* Task details
Format every line of the entries below as a numbered list, omitting any blank lines.

□ □ □ □ □ □ □

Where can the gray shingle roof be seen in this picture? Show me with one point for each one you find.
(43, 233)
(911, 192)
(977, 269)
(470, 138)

□ □ □ □ □ □ □

* Response to the task
1. Where can the gray shingle roof be seen in this picture? Show me with one point for each one you find.
2. (43, 233)
3. (911, 192)
4. (977, 269)
5. (470, 138)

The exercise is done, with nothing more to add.